### Task to complete
Extract every record, keeping each one exactly as it is.

### Input data
——
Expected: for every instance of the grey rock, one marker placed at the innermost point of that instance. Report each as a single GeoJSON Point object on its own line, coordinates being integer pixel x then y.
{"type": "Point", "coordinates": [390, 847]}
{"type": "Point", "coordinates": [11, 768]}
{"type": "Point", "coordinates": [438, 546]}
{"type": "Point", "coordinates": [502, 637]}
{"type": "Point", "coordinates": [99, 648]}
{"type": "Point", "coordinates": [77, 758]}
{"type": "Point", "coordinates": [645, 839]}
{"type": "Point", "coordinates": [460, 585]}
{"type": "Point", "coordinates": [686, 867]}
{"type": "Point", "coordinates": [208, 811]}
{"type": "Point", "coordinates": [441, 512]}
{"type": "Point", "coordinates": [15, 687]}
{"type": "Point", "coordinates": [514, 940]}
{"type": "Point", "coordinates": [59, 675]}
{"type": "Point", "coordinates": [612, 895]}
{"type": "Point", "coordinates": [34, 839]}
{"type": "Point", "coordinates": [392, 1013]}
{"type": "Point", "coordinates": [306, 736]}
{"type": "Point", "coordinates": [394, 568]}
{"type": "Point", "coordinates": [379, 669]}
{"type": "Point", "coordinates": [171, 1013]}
——
### Written solution
Expected: for every instance of the grey rock, one marker placed at the innermost point of that instance. Report each as a single GeoJSON Point object on its own line, coordinates being integer pixel x then y.
{"type": "Point", "coordinates": [390, 847]}
{"type": "Point", "coordinates": [11, 768]}
{"type": "Point", "coordinates": [438, 546]}
{"type": "Point", "coordinates": [502, 637]}
{"type": "Point", "coordinates": [99, 648]}
{"type": "Point", "coordinates": [77, 758]}
{"type": "Point", "coordinates": [645, 839]}
{"type": "Point", "coordinates": [460, 585]}
{"type": "Point", "coordinates": [686, 867]}
{"type": "Point", "coordinates": [208, 811]}
{"type": "Point", "coordinates": [441, 512]}
{"type": "Point", "coordinates": [15, 687]}
{"type": "Point", "coordinates": [514, 940]}
{"type": "Point", "coordinates": [59, 675]}
{"type": "Point", "coordinates": [612, 895]}
{"type": "Point", "coordinates": [34, 839]}
{"type": "Point", "coordinates": [392, 1013]}
{"type": "Point", "coordinates": [306, 736]}
{"type": "Point", "coordinates": [394, 568]}
{"type": "Point", "coordinates": [379, 669]}
{"type": "Point", "coordinates": [171, 1013]}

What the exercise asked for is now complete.